▶ **Activities**
**1)** Quote the part of the passage on milk yield correlations that begins with the words containing "The 305-dMY being" and ends with "(r = -0.21; P<0.05).".
**2)** In the passage on milk yield correlations, which trait was the only one positively correlated with the 305-dMY?
**3)** Continue the passage on milk yield and milk quality correlations from its last sentence.

-- Text excerpt follows --

The 305-dMY being dependent on the ADMY, the significant correlation coefficients were similar and were RW (r = 0.31; P<0.01), RLA (r = -0.34; P<0.01), HS (r = -0.22; P<0.01) and DS (r = -0.20; P<0.05). The RW was the only one positively correlating with the 305-dMY. For milk quality, only the milk FC was found to significantly positively correlate with the BD and the correlation coefficient was found to be r = 0.20 (P<0.05), other significant correlations were negative such as the FA with FC (r = -0.20; P<0.05), the FA with NFDM (r = -0.23; P<0.05) and the FTL with SCC (r = -0.21; P<0.05).

-- Text excerpt concluded --
-- Data to examine follows --

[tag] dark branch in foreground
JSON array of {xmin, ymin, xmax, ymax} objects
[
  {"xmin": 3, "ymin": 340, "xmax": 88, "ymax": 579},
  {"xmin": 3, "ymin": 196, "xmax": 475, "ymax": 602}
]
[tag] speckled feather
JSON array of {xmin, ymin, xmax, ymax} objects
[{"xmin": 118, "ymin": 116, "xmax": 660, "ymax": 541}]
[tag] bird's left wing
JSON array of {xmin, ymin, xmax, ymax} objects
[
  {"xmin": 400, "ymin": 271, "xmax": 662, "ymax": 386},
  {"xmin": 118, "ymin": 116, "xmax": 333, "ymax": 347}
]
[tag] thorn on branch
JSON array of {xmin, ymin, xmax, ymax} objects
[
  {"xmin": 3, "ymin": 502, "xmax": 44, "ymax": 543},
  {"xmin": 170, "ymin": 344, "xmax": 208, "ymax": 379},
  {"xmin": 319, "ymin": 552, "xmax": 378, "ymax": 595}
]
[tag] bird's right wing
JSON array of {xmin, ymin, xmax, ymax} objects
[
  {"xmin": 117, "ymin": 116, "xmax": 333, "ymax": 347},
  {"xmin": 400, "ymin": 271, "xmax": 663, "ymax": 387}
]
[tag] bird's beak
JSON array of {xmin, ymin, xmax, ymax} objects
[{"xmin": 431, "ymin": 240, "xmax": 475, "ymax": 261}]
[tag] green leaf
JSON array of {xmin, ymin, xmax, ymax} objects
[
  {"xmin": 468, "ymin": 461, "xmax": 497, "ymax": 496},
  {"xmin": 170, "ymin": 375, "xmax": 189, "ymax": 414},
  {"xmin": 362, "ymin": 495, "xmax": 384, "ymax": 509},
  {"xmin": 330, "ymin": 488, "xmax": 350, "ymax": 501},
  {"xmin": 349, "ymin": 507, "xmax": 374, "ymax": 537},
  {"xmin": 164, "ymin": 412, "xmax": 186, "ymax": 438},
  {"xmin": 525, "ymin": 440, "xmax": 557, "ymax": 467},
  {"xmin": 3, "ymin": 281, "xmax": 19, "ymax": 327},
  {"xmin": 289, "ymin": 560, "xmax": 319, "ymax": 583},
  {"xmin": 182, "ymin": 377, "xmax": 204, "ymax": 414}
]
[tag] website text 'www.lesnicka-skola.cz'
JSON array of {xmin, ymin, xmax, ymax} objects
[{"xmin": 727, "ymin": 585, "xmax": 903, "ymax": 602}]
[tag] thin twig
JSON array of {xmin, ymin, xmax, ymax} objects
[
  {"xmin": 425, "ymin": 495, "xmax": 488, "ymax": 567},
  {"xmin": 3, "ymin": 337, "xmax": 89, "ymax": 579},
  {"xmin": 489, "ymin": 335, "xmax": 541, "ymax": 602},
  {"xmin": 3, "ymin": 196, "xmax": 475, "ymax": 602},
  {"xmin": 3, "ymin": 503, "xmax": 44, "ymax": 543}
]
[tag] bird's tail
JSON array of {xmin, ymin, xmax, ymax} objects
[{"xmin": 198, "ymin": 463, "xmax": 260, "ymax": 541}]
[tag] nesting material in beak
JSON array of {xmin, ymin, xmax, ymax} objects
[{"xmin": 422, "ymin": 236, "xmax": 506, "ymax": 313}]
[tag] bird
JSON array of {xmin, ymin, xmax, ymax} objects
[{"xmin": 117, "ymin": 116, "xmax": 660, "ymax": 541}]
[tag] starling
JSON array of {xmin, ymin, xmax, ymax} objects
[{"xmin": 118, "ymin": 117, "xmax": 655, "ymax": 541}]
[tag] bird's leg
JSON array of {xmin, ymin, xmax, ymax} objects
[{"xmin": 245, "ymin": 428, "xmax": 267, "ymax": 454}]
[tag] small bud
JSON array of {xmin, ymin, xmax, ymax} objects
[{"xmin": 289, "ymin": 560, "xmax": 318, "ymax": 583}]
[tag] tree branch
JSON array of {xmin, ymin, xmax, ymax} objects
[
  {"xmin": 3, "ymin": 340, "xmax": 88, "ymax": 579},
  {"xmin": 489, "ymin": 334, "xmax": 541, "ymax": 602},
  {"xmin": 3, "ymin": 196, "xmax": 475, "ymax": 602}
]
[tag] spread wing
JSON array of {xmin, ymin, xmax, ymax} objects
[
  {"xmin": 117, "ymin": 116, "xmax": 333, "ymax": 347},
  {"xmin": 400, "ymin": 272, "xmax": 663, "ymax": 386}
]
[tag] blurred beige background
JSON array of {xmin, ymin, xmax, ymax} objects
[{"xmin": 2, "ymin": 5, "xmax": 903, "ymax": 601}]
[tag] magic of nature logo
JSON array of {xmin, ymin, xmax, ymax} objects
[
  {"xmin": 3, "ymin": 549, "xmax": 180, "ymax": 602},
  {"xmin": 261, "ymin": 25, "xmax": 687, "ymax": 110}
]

-- Data to examine concluded --

▶ **Numbered answers**
**1)**
The 305-dMY being dependent on the ADMY, the significant correlation coefficients were similar and were RW (r = 0.31; P<0.01), RLA (r = -0.34; P<0.01), HS (r = -0.22; P<0.01) and DS (r = -0.20; P<0.05). The RW was the only one positively correlating with the 305-dMY. For milk quality, only the milk FC was found to significantly positively correlate with the BD and the correlation coefficient was found to be r = 0.20 (P<0.05), other significant correlations were negative such as the FA with FC (r = -0.20; P<0.05), the FA with NFDM (r = -0.23; P<0.05) and the FTL with SCC (r = -0.21; P<0.05).

**2)** RW

**3)**
By comparing the current results with those in other studies, [8] calculated the correlation coefficients of type traits with milk yield traits and were found to range between 0.08 and 0.69, which were greater than those found in this study. [35] calculated the correlation of type traits with milk yield and all the found coefficients were less than 0.30 and concluded that the type traits should not be considered as good predictors of milk yield in dairy cows. In another study of determining the relationship between type traits and milk yield, the ST, CW, RA, RLV, RUH and FUA were found to positively correlate with whole lactation milk yield and the correlation coefficients were reported to range between 0.09 and 0.39 [26]. In all studies realized about this subject, the study of [26] was the one whose results were a bit similar to the current findings even though the found correlation coefficients were a little different.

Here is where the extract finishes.